# [Source text]
** START **
The Nightmare Room, Theatre Royal Nottingham, 4****: Alan Geary

Nottingham/Touring

The Nightmare Room, John Goodrum

4****

Theatre Royal Nottingham

Runs: 1h 55m: one interval: till 25 August

www.royalcentre-nottingham.co.uk

Nottingham’s Thriller Season back on top form.

With its fourth and final play, Nottingham’s Classic Thriller Season is back on top form. John Goodrum, who also directs and designs The Nightmare Room, has taken a short story from Conan Doyle (one of his non-Sherlock Holmes Strand Magazine tales), up-dated it from the twenties and reversed the sex of its three characters from male to female.

The result is a strange, absorbing and at times horrifying play with twists and turns aplenty.

Save for some revealing flashbacks, the action starts and mostly stays in a sparsely-furnished starkly-white room, soundproofed and with no obvious means of egress. At the outset a woman in black is seated on a white chair, tied and blindfolded, being subjected to psychological torment by another woman dressed in a mannish all-white power suit.

But over the course of a sinister and deadly game the tables turn, or appear to turn, with the initiative repeatedly passing from one to the other. We gradually gain a fuller picture of what is going on not just from their present conversation but from snatches of the past. There’s a particularly poignant scene where a child’s role-play game takes a nasty turn. It’s a disturbing moment – and utterly realistic.
** END **
# [Data for this task]
** START **
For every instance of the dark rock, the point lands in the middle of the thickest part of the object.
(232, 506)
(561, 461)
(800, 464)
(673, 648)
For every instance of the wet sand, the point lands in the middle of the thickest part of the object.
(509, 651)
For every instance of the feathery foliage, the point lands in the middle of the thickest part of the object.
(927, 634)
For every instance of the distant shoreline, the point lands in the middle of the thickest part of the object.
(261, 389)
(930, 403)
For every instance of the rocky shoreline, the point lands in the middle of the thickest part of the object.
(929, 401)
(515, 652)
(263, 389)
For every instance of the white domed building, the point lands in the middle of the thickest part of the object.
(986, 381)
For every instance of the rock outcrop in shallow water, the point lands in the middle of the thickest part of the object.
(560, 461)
** END **
** START **
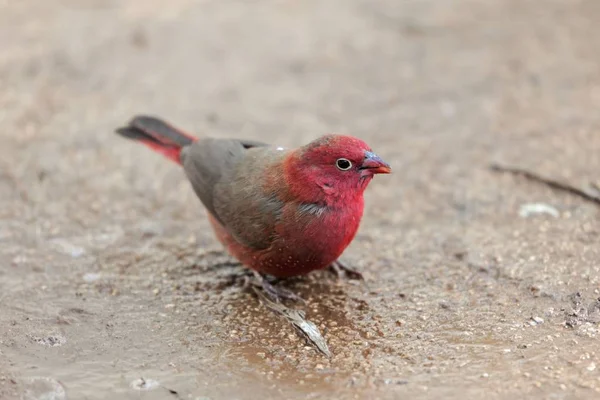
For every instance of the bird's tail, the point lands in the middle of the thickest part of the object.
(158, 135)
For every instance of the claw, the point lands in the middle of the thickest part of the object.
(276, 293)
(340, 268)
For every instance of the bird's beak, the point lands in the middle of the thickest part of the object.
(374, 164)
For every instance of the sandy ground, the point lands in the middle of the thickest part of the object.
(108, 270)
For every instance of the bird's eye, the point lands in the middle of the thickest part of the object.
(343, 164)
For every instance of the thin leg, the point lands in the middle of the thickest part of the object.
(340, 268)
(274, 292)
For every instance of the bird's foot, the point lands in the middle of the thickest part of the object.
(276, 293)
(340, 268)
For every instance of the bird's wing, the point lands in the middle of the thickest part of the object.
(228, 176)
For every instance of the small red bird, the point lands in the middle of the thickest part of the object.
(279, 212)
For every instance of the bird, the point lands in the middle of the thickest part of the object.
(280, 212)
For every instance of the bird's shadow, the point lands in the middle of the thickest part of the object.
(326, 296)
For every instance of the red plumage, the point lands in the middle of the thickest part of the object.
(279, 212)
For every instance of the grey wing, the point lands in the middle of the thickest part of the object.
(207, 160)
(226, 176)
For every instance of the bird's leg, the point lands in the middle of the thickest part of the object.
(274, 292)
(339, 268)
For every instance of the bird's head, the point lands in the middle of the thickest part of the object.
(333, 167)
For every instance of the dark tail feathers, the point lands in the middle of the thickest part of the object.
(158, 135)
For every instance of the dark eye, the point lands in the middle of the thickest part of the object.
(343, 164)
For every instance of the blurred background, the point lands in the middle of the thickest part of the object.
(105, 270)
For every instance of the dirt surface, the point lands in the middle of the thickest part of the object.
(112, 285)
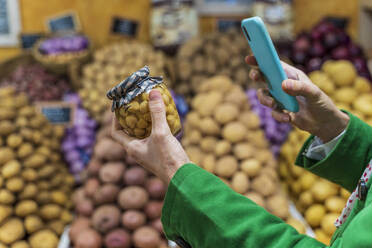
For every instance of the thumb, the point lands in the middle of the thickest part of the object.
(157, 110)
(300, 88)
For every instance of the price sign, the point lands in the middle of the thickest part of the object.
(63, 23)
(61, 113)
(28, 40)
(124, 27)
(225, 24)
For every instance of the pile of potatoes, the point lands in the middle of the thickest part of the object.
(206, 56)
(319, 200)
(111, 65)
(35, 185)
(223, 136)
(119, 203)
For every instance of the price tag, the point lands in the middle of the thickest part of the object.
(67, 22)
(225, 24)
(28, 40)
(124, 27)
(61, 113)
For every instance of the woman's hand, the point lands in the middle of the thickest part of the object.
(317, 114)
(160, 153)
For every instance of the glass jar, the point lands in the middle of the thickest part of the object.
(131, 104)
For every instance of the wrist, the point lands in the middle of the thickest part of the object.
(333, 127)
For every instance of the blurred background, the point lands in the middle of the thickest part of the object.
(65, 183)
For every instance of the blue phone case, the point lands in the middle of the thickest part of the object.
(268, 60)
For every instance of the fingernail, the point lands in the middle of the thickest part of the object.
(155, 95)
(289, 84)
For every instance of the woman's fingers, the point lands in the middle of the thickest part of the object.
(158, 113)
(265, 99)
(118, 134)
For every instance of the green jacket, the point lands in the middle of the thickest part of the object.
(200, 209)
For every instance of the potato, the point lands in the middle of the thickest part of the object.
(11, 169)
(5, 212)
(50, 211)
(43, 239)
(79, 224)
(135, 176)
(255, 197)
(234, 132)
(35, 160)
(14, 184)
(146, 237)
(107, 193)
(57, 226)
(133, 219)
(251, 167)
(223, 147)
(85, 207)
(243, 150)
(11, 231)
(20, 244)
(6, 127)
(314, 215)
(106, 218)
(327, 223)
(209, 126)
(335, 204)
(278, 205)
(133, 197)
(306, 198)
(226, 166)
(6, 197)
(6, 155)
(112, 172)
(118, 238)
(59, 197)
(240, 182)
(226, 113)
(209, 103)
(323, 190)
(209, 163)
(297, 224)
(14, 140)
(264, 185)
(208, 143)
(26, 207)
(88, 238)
** END **
** START **
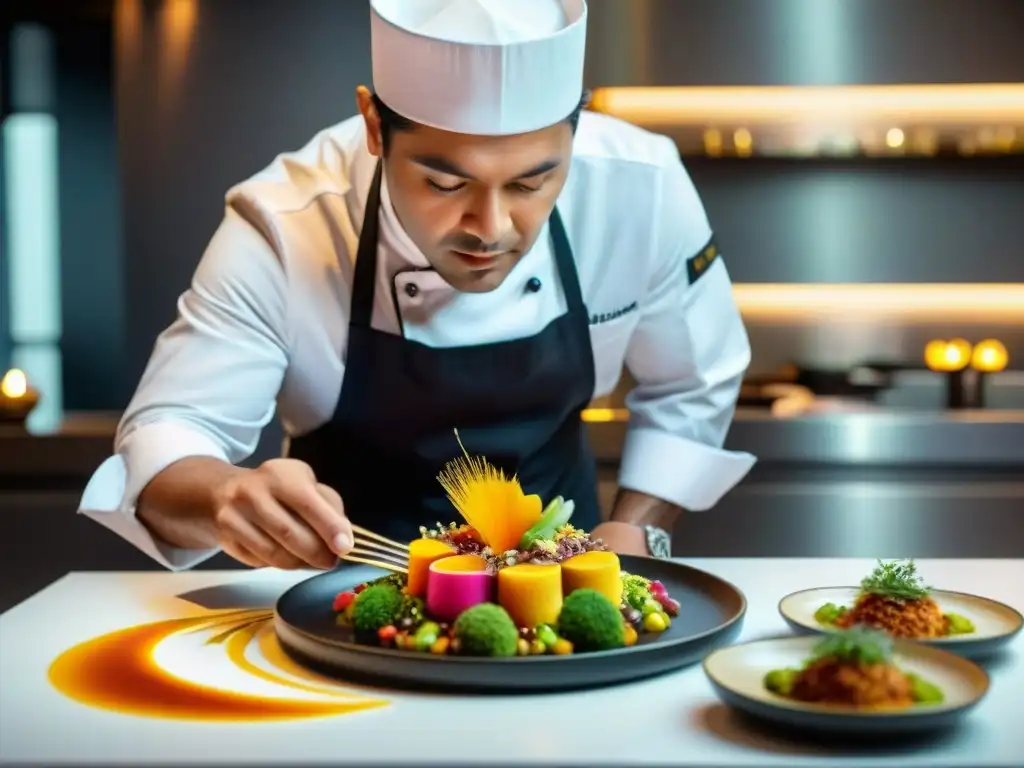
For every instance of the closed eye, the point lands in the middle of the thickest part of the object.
** END **
# [Stated exercise 1]
Collect every line of the rows that contains the string "wing". Treat uppercase and lowercase as different.
# [Stated exercise 2]
Write the next part of the review of The Nightmare Room, picking up after its final sentence.

# [Task result 1]
For every instance of the bird's wing, the point lands in the middle of the thickest part of the object.
For every instance of the grey wing, the point lands in the middle of the thickest part of the object.

# [Task result 2]
Performances from Sarah Wynne Kordas (Catherine) and Angie Smith (Helen) are outstanding, that of Wynne Kordas being especially interesting. In Thriller Seasons over the years she mostly seems to have shone in straight (and therefore tricky) roles where she’s a normal person surrounded by a stage-load of eccentrics and comic stereotypes. Here she repeatedly mutates from balanced and rational to half-crazed sadistic. And she’s entirely convincing. In this play it’s Smith’s equally convincing Helen who is, on the face of it at least, relatively normal.

Strictly speaking, The Nightmare Room isn’t really a classic Classic Thriller – think Dial M for instance, or all those tried and tested Durbridges. But see it if you can, if not in Nottingham, then at one of its up-coming touring venues.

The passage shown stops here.